Thomas Barrière – Habituons Nous À La Pluie
Thomas Barrière ist wohl vor allem Gitarrist, versteht aber auch sonst noch eine ganze Reihe von Instrumenten zu bedienen. Nach eigener Aussage hat ihn mit 22 das Album “Step Across the Border” von Fred Frith maßgeblich beeinflusst. Seitdem ist er vor allem als Musiker in den Bereichen Tanz, Theater und Kunstinstallation tätig. 2014 erschien sein erstes Soloalbum “Primaire”, dem im März 2021 das hier rezensierte “Habituons Nous À La Pluie” beim Label Alma De Nieto gefolgt ist.
Aufgenommen hat Barrière die CD wohl weitestgehend im Alleingang, wobei aber ein nicht geringer Teil der Klänge nicht primär von ihm erzeugt wurden. Wie auf der Rückseite des Digipacks aufgeführt, kamen eine ganze Reihe von Samples zum Einsatz, auf denen u.a. Trompetenspieler aus Zentralafrika, ein Zigeunerduo, Teile einer schlechten kanadischen TV-Show, Jean Gabin und Sonny Boy Williamson, ein Märchenerzähler, ein Pygmäenstamm und Baumwollpflücker zu hören sind, und viele, viele mehr, Sprachfetzten, Geräusche und diversen Klang beinhaltend. Die restlichen Sounds hat dann wohl Barrière erzeugt, vermittels diverser Instrumente, die aber nicht detailliert aufgeführt werden.
• • • •
▶ FOLGENDES BEARBEITEN
[A] Nenne alle Albumtitel, die in der Rezension vorkommen.
[B] Schreibe den Abschnitt der Rezension zwischen „Aufgenommen hat Barrière“ und „detailliert aufgeführt werden.“ einschließlich neu und setze dabei „Trompeter“ an die Stelle von „Trompetenspieler“.

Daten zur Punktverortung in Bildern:
• • • •
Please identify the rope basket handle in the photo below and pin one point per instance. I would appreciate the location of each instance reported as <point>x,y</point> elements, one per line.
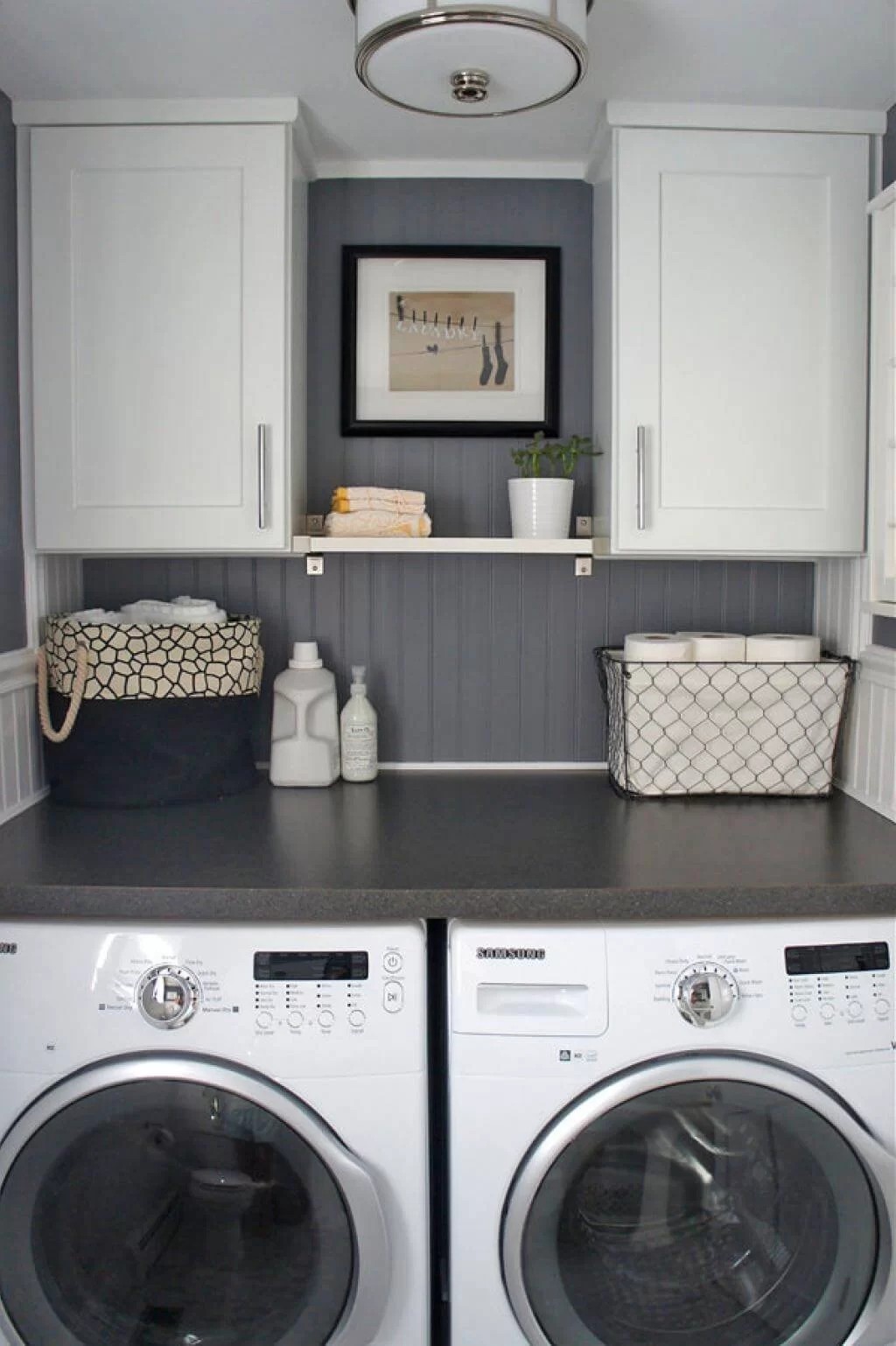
<point>82,658</point>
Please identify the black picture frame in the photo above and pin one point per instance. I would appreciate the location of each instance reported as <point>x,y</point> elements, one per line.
<point>532,277</point>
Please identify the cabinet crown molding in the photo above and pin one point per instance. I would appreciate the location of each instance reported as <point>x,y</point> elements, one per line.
<point>720,116</point>
<point>136,112</point>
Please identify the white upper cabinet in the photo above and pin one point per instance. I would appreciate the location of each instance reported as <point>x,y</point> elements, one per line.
<point>160,337</point>
<point>738,340</point>
<point>881,489</point>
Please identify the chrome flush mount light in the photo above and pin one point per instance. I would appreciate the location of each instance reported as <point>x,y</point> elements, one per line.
<point>475,58</point>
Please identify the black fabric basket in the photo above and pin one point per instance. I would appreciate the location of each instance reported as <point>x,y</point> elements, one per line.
<point>136,754</point>
<point>144,713</point>
<point>681,728</point>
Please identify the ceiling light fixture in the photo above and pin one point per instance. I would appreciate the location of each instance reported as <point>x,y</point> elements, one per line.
<point>477,58</point>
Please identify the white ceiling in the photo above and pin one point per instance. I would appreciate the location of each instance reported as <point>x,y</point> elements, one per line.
<point>796,53</point>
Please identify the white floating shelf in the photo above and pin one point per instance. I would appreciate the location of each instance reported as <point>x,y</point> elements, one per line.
<point>470,545</point>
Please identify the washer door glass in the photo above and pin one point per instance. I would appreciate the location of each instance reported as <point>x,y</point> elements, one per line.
<point>168,1213</point>
<point>715,1213</point>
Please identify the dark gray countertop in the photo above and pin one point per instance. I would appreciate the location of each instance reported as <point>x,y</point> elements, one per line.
<point>521,845</point>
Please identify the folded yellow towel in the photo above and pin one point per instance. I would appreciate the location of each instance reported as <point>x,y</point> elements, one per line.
<point>346,500</point>
<point>377,522</point>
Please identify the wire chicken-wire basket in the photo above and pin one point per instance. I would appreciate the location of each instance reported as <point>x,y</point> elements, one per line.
<point>723,728</point>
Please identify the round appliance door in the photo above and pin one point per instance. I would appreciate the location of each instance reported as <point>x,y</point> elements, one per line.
<point>710,1201</point>
<point>182,1202</point>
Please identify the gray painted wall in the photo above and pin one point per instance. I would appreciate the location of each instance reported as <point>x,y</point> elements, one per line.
<point>12,618</point>
<point>471,658</point>
<point>465,480</point>
<point>884,627</point>
<point>890,148</point>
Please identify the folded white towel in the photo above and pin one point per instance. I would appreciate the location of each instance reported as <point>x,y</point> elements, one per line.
<point>377,524</point>
<point>347,500</point>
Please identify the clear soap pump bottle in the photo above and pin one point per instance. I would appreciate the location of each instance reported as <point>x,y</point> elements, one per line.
<point>358,731</point>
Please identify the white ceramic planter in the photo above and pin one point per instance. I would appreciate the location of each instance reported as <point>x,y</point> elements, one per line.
<point>540,507</point>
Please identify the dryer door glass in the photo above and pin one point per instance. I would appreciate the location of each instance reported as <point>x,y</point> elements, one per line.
<point>170,1213</point>
<point>716,1213</point>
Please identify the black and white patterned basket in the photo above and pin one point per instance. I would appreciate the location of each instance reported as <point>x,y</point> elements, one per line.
<point>723,728</point>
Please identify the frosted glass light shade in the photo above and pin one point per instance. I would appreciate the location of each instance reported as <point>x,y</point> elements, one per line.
<point>471,60</point>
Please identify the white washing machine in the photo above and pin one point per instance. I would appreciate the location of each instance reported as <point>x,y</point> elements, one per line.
<point>213,1135</point>
<point>666,1135</point>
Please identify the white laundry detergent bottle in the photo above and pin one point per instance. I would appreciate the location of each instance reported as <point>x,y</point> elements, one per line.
<point>358,726</point>
<point>304,733</point>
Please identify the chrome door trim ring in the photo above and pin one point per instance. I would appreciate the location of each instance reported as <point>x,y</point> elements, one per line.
<point>878,1166</point>
<point>508,17</point>
<point>368,1303</point>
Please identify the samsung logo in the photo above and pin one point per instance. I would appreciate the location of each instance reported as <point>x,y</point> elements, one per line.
<point>510,953</point>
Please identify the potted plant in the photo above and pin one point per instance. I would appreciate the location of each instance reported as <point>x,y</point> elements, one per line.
<point>541,495</point>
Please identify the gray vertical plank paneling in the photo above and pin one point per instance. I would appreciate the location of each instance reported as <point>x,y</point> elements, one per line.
<point>415,652</point>
<point>472,658</point>
<point>535,643</point>
<point>505,655</point>
<point>473,742</point>
<point>563,658</point>
<point>523,213</point>
<point>447,655</point>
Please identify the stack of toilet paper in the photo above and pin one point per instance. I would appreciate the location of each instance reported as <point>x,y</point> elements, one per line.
<point>710,712</point>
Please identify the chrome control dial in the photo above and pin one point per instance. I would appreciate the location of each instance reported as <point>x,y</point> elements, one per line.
<point>167,996</point>
<point>705,993</point>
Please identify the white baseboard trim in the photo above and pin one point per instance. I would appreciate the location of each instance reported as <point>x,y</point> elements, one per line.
<point>493,766</point>
<point>23,805</point>
<point>22,780</point>
<point>868,800</point>
<point>17,670</point>
<point>482,766</point>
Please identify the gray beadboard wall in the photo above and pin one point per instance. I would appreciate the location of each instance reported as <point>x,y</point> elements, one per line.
<point>12,615</point>
<point>465,480</point>
<point>471,658</point>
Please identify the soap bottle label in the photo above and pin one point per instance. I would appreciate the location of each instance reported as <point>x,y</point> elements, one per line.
<point>358,746</point>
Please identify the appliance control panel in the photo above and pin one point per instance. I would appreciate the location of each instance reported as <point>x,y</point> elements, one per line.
<point>831,985</point>
<point>290,1000</point>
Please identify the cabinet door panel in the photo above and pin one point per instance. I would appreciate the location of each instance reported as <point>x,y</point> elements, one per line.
<point>741,340</point>
<point>159,298</point>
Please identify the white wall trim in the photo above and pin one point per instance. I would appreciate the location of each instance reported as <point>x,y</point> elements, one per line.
<point>721,116</point>
<point>17,669</point>
<point>561,169</point>
<point>870,801</point>
<point>132,112</point>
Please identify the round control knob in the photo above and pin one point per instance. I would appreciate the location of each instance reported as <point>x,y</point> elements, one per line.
<point>167,996</point>
<point>705,993</point>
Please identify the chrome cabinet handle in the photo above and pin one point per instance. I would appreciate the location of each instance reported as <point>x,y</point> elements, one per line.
<point>262,477</point>
<point>642,489</point>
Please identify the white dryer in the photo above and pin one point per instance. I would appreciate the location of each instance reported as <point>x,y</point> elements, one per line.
<point>213,1135</point>
<point>666,1135</point>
• • • •
▶ LÖSUNGEN
[A] „Step Across the Border“, „Primaire“, „Habituons Nous À La Pluie“

[B]
Aufgenommen hat Barrière die CD wohl weitestgehend im Alleingang, wobei aber ein nicht geringer Teil der Klänge nicht primär von ihm erzeugt wurden. Wie auf der Rückseite des Digipacks aufgeführt, kamen eine ganze Reihe von Samples zum Einsatz, auf denen u.a. Trompeter aus Zentralafrika, ein Zigeunerduo, Teile einer schlechten kanadischen TV-Show, Jean Gabin und Sonny Boy Williamson, ein Märchenerzähler, ein Pygmäenstamm und Baumwollpflücker zu hören sind, und viele, viele mehr, Sprachfetzten, Geräusche und diversen Klang beinhaltend. Die restlichen Sounds hat dann wohl Barrière erzeugt, vermittels diverser Instrumente, die aber nicht detailliert aufgeführt werden.